#### [TREŚĆ ZADANIA]
Powtórz słowo w słowo cały tekst o książce „Tam gdzie nie sięga już cień”, bez żadnych zmian.

#### [PRZEDSTAWIONY TEKST]
Ostatnie komentarze
21Sie2015
godz. - 16:45

„Tam gdzie nie sięga już cień”

Share

Książka Hanny Kowalewskiej „Tam gdzie nie sięga już cień" zaczyna się prawie zwyczajnie. Inka młoda graficzka pracująca w Warszawie dostaje telegram od dawno niewidzianej krewnej. Tknięta niedobrymi przeczuciami wsiada w pociąg i przyjeżdża do sennego miasteczka na Półwyspie Helskim.

 

Na tym zwyczajność tej powieści się kończy. Kto bowiem w XXI wieku wysyła telegram ...? Przeczucia nie mylą i okazuje się, że ciotka Inki Berta jest umierająca. Pragnie pożegnać się i przed śmiercią opowiedzieć dziewczynie o czymś bardzo ważnym. Chorą opiekują się krewni i przyjaciółki z sąsiedztwa, Inka natomiast spotyka się z niezwykłą falą gniewu, niechęci i wręcz wrogości.

 

Jaką tajemnicę skrywa ta zamknięta w sobie i wycofana dziewczyna. Dlaczego takim niepokojem napawa ją przyjazd brata-nie-brata Zygmunta? Co skrywa dom w centrum Jantarni?

#### [PRZEDSTAWIONE DANE]
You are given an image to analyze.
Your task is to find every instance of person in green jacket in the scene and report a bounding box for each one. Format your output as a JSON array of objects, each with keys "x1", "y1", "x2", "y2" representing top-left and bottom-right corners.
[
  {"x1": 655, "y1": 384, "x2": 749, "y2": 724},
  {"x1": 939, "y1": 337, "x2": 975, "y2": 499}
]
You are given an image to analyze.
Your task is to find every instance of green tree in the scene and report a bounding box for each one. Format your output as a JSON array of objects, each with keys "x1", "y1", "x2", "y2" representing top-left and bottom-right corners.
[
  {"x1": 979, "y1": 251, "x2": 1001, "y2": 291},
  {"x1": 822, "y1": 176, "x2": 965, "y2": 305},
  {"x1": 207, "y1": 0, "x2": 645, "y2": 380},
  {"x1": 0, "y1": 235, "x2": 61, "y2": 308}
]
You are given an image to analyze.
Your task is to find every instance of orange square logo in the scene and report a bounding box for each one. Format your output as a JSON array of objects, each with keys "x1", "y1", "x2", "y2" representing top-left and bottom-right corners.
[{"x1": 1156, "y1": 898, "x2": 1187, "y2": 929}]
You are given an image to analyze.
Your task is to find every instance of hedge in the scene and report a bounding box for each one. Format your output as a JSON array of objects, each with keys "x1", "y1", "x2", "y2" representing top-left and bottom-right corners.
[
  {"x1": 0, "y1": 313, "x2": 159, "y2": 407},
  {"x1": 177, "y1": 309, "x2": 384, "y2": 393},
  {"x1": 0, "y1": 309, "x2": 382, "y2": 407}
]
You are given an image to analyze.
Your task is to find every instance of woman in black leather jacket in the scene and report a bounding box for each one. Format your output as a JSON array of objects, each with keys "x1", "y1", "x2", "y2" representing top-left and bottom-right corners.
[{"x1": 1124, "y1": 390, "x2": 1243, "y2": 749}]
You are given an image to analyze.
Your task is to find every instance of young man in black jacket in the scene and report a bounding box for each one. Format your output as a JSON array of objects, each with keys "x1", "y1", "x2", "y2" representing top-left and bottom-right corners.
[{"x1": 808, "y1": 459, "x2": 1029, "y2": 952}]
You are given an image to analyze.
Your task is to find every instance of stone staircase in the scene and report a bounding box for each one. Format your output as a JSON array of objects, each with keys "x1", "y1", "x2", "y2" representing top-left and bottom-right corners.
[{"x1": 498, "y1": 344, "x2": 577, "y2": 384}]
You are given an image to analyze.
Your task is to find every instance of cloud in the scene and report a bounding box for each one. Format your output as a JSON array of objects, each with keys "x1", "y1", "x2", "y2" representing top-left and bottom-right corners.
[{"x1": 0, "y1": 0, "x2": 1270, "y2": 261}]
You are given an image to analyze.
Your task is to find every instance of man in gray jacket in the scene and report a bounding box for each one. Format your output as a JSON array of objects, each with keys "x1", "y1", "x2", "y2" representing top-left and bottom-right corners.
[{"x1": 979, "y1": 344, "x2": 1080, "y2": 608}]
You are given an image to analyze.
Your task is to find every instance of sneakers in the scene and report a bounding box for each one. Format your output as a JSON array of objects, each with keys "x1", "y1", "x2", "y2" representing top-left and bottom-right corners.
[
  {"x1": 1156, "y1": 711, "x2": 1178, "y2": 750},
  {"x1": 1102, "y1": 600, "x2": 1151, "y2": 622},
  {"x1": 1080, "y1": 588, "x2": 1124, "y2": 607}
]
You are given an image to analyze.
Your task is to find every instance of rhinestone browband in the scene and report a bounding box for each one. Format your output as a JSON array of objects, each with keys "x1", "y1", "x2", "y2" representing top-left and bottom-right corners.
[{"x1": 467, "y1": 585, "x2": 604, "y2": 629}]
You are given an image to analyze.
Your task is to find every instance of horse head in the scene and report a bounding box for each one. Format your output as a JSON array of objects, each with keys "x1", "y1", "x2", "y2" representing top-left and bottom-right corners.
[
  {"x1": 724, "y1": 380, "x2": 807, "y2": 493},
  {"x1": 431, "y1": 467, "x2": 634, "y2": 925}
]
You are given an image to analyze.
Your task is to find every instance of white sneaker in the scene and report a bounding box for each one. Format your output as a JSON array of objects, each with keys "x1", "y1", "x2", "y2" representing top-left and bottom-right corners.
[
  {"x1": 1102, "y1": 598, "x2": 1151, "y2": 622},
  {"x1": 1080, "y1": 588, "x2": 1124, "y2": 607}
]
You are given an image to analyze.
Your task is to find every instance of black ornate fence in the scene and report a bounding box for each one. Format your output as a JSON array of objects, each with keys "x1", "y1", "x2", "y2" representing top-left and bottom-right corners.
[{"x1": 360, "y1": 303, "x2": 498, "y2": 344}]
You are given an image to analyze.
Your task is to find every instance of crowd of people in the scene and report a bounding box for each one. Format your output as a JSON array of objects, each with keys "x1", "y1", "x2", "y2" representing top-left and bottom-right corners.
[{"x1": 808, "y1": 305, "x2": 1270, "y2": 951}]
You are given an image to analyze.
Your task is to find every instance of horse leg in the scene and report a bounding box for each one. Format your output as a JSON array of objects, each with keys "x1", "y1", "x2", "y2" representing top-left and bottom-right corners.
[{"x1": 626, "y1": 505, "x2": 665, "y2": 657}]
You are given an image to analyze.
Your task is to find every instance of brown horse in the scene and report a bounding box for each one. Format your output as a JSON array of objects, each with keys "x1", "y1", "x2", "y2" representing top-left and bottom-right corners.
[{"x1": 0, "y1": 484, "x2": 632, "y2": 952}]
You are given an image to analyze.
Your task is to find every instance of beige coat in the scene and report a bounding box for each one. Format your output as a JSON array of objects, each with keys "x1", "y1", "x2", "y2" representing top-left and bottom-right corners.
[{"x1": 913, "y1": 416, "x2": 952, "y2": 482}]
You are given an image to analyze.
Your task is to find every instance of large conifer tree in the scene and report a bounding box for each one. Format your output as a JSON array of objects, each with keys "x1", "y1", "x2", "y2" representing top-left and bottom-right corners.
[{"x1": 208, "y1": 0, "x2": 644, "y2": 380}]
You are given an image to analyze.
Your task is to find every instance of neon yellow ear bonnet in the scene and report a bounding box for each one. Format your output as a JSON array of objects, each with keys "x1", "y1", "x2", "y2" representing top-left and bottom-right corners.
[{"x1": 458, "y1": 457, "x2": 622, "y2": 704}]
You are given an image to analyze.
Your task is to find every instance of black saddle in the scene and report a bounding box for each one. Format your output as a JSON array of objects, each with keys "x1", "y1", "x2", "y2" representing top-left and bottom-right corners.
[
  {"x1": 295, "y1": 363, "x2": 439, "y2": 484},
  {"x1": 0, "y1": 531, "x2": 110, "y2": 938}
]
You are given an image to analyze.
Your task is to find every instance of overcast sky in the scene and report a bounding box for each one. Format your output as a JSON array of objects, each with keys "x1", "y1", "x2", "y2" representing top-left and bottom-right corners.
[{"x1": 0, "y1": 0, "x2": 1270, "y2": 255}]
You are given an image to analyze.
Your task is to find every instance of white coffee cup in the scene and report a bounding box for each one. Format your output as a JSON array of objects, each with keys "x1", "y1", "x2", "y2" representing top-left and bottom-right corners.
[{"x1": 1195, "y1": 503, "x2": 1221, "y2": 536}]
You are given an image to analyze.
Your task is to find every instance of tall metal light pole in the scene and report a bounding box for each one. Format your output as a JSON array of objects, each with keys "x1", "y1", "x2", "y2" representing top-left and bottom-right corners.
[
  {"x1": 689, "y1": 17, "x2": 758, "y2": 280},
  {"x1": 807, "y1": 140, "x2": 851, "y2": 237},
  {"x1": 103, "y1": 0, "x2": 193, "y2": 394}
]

#### [ROZWIĄZANIE ZADANIA]
Ostatnie komentarze
21Sie2015
godz. - 16:45

„Tam gdzie nie sięga już cień”

Share

Książka Hanny Kowalewskiej „Tam gdzie nie sięga już cień" zaczyna się prawie zwyczajnie. Inka młoda graficzka pracująca w Warszawie dostaje telegram od dawno niewidzianej krewnej. Tknięta niedobrymi przeczuciami wsiada w pociąg i przyjeżdża do sennego miasteczka na Półwyspie Helskim.

 

Na tym zwyczajność tej powieści się kończy. Kto bowiem w XXI wieku wysyła telegram ...? Przeczucia nie mylą i okazuje się, że ciotka Inki Berta jest umierająca. Pragnie pożegnać się i przed śmiercią opowiedzieć dziewczynie o czymś bardzo ważnym. Chorą opiekują się krewni i przyjaciółki z sąsiedztwa, Inka natomiast spotyka się z niezwykłą falą gniewu, niechęci i wręcz wrogości.

 

Jaką tajemnicę skrywa ta zamknięta w sobie i wycofana dziewczyna. Dlaczego takim niepokojem napawa ją przyjazd brata-nie-brata Zygmunta? Co skrywa dom w centrum Jantarni?